Instruction >>
Using the exercise on analyzing single systems design data below, answer these questions:
1. Which two types of statistical analysis does the exercise cover?
2. What is the name of the Excel data file to open in Step 1?
3. Which three label boxes does Step 3 say to fill in?

Document >>
>>>>
SWK 3402.4-3.2 Analyzing Single Systems Design Data

In our last exercise you graphed the data for the student concerning his experience of drinking craving collected through his use of the “on demand” support delivered through a phone app relapse prevention phone app. In this exercise, we will engage in two types of statistical analysis related to these data: NAP (non-overlap of all pairs) analysis and two-standard deviation band analysis.

Step 1. Open the data file called “cravings two sd analysis start.xlsx” in Excel or the Word document file from our previous exercise called “cravings data.docx”.

Step 2. Copy the data from column A (the baseline A1 phase data), column B (the intervention data), and column C (the post-intervention phase data) into the long columns of the calculator located at www.singlecaseresearch.org/calculators/nap. Or, if you prefer, you can retype the data from this table into the calculator.

         A1            B           A2
55 30 1
49 31 2
50 26 4
46 18 6
42 14 5
44 11 3
38 10 5

Step 3. Fill in the three label boxes, A1, B, and A2 above the data columns. Then, click on the small squares before A1 and B and click on “contrast” to compute your first analysis.
<<<<
Entries shown >>
>>>>
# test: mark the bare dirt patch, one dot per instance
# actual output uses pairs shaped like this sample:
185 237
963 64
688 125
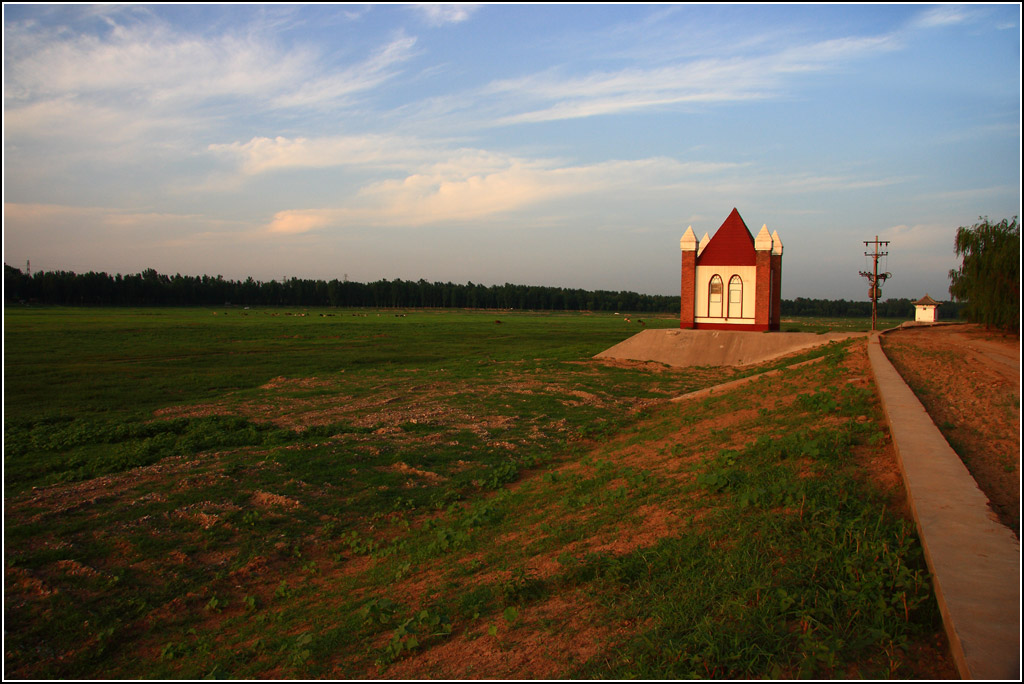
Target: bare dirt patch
969 381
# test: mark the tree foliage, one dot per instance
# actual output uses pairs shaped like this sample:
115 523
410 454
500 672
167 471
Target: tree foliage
989 276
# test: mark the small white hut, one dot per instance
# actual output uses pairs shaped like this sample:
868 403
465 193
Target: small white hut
926 309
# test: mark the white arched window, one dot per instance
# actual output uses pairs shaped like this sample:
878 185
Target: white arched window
735 309
715 297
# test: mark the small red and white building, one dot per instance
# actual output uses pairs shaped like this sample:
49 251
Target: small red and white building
732 281
926 309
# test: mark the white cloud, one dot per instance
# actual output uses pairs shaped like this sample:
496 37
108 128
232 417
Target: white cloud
441 13
261 155
708 80
942 15
473 184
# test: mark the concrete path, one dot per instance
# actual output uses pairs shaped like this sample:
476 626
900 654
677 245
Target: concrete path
973 558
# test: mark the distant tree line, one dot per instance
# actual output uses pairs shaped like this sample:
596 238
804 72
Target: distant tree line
153 289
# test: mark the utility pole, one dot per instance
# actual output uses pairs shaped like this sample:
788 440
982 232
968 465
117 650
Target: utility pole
875 279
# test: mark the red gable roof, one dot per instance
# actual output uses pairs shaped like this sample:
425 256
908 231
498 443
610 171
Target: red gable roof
732 245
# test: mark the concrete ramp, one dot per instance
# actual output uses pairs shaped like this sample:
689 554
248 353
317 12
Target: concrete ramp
715 347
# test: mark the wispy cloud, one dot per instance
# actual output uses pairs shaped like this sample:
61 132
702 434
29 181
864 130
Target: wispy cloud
441 13
707 80
942 15
261 155
144 78
474 184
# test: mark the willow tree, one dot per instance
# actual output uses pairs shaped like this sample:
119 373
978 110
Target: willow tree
989 276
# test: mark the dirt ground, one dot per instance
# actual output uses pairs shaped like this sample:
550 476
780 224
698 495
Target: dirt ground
969 380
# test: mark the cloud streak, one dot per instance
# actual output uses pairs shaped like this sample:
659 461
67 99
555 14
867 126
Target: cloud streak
698 81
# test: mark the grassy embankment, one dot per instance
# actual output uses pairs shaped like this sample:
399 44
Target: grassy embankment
262 495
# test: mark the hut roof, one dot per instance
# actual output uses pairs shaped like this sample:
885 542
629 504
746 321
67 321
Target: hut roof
732 245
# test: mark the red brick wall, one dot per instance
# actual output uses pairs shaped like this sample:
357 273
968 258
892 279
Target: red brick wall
686 289
776 292
762 289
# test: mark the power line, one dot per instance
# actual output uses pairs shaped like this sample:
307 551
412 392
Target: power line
875 279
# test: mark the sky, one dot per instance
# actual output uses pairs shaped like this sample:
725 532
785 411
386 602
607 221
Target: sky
564 145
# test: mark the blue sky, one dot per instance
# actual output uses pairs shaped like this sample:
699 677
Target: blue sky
542 144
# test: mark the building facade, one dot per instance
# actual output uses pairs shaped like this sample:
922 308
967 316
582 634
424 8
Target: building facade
732 281
926 309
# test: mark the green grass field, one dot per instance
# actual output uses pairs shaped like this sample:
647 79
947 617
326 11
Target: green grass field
262 494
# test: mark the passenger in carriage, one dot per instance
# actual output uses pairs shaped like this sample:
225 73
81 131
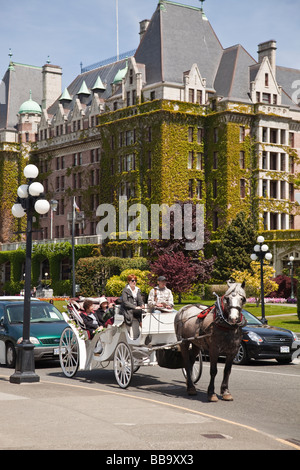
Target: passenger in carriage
91 319
132 304
105 312
160 298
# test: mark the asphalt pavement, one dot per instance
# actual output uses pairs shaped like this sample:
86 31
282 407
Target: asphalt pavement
57 413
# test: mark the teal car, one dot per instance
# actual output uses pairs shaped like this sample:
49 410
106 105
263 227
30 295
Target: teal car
46 327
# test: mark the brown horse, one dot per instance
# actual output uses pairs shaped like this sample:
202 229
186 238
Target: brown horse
217 330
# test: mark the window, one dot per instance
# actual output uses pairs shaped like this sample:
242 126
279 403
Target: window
264 188
265 134
242 159
292 139
190 188
266 98
273 161
273 189
199 163
215 221
199 96
200 135
273 136
216 135
199 189
282 162
215 188
242 188
265 161
282 190
190 160
242 134
266 79
215 160
191 95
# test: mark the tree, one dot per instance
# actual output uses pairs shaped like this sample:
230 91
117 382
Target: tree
233 253
181 272
252 279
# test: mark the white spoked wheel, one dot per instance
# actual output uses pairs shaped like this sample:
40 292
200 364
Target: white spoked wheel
197 369
123 365
69 352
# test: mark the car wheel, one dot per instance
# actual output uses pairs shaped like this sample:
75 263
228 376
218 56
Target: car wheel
284 360
10 355
242 355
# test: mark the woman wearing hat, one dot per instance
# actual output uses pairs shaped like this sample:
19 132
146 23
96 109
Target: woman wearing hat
161 298
131 301
105 312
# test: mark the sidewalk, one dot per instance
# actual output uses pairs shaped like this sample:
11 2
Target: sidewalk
56 413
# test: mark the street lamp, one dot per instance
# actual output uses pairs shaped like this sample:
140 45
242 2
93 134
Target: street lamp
30 199
53 206
291 264
261 253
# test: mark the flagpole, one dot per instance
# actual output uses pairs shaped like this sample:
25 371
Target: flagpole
73 248
117 17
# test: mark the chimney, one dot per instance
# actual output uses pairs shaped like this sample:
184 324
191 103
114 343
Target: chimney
268 49
143 28
51 84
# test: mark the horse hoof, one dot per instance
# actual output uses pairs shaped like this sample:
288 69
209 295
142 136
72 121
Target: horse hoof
227 397
213 398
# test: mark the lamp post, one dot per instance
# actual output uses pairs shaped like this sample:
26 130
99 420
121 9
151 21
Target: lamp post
53 206
291 264
30 199
262 253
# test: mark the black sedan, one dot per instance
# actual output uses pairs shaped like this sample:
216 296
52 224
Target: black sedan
265 342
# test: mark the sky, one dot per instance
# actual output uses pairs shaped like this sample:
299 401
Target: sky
71 32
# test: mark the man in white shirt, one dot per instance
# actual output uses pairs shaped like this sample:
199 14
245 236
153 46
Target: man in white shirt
160 297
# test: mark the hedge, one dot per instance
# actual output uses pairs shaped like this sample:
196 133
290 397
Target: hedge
93 273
<<<<
Written reply >>
1. NAP (non-overlap of all pairs) analysis and two-standard deviation band analysis.
2. "cravings two sd analysis start.xlsx"
3. A1, B, and A2.